• [Task item]
Transcribe each entry shown below with no difference from the original.

======== Data records

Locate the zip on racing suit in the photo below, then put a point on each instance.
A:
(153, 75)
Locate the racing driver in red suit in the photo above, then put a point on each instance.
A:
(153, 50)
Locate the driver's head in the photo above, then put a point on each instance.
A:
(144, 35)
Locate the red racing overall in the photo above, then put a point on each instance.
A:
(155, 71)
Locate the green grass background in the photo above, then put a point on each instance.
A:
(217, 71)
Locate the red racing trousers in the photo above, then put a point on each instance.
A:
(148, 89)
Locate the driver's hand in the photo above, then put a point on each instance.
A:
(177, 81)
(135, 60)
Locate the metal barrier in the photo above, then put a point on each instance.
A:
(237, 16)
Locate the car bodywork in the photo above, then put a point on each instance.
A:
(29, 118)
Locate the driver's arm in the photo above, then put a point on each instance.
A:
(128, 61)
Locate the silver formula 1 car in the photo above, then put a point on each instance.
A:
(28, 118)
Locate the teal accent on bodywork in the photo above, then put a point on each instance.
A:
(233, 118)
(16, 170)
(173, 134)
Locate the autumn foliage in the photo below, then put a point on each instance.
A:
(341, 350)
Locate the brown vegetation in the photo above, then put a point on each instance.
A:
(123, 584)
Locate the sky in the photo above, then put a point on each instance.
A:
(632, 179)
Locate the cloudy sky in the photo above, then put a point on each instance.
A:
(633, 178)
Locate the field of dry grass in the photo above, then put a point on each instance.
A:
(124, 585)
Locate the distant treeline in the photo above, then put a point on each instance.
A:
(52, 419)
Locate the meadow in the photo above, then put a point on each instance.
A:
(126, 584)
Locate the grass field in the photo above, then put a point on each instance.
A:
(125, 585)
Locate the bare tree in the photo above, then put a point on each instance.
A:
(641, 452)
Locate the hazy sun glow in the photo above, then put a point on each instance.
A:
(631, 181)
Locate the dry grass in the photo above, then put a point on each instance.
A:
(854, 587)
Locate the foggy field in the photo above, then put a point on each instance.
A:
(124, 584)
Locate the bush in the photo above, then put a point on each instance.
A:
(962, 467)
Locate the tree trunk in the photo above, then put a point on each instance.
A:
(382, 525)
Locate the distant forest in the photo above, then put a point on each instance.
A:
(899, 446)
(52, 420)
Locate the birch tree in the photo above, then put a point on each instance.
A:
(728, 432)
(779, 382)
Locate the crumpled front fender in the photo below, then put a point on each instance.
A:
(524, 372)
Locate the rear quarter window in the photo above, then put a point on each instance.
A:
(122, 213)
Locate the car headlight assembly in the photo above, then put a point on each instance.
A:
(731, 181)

================

• [Solution for this exercise]
Locate the zip on racing suit in the photo below, then put a point on each instance.
A:
(153, 75)
Locate the racing driver in red suit in the photo above, then put a point on each instance.
A:
(153, 50)
Locate the driver's head in the photo above, then put a point on each instance.
A:
(144, 35)
Locate the red racing overall in the photo above, then put a point on each instance.
A:
(155, 71)
Locate the green grass background in the photo above, then put a point on each instance.
A:
(217, 71)
Locate the red racing trousers in the photo above, then put a point on each instance.
A:
(148, 89)
Locate the driver's hand in the photo above, then put a point on each instance.
A:
(177, 81)
(135, 60)
Locate the metal barrier in the photo above, then put a point on each instance.
A:
(237, 16)
Locate the car bodywork in the photo above, then put a point on each instance.
A:
(29, 118)
Locate the driver's arm in the photo above, then put a point on each instance.
A:
(128, 61)
Locate the silver formula 1 car in the photo above, then put a point on each instance.
A:
(28, 118)
Locate the teal accent on bodywork in the photo above, then put a point on each instance.
A:
(233, 118)
(16, 170)
(173, 134)
Locate the autumn foliage in the photo below, then put a point on each instance.
A:
(341, 350)
Locate the brown vegetation in the photo above, then put a point on each instance.
A:
(123, 584)
Locate the sky in the photo above, then put a point on each instance.
A:
(632, 179)
Locate the cloudy sky in the photo above, then put a point on each instance.
A:
(633, 178)
Locate the field of dry grass in the photo above, then put a point on each instance.
A:
(124, 585)
Locate the distant treeline in the photo above, then put a point on each instance.
A:
(52, 419)
Locate the meadow in the photo above, then put a point on each instance.
A:
(126, 584)
Locate the grass field in the photo above, then put a point on each instance.
A:
(125, 585)
Locate the bare tree in the photo above, then put a point on each instance.
A:
(641, 452)
Locate the hazy sun glow in the photo above, then put a point on each instance.
A:
(631, 181)
Locate the dry grass in the photo above, then put a point on each instance.
A:
(854, 587)
Locate the foggy field in the photo above, then put a point on each instance.
A:
(124, 584)
Locate the bush in the photo above, then put a point on each instance.
A:
(962, 467)
Locate the tree trunk in the photo above, then put a point on each instance.
A:
(382, 525)
Locate the distant forest in the photo above, then put a point on each instance.
A:
(899, 446)
(52, 420)
Locate the birch tree in the photo above, then put a point on each instance.
A:
(728, 432)
(779, 382)
Locate the crumpled front fender in the photo below, then put a point on each instance.
A:
(524, 372)
Locate the rear quarter window in the photo above, then put a point on each instance.
A:
(122, 213)
Locate the car headlight assembly in the photo above, then put a point on each instance.
A:
(731, 181)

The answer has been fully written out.